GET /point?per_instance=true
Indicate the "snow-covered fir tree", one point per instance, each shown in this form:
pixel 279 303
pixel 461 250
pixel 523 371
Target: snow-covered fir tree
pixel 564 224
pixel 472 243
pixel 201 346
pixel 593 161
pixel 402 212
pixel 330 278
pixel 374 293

_Assignment_.
Only the data above, repeated exactly, should make up the reply.

_Written solution_.
GET /point?per_instance=true
Indicate the "snow-covered fir tree", one point per instance, each shown in this form:
pixel 279 303
pixel 461 250
pixel 523 371
Target: snow-covered fir tree
pixel 564 224
pixel 472 243
pixel 201 346
pixel 593 161
pixel 402 212
pixel 330 278
pixel 374 293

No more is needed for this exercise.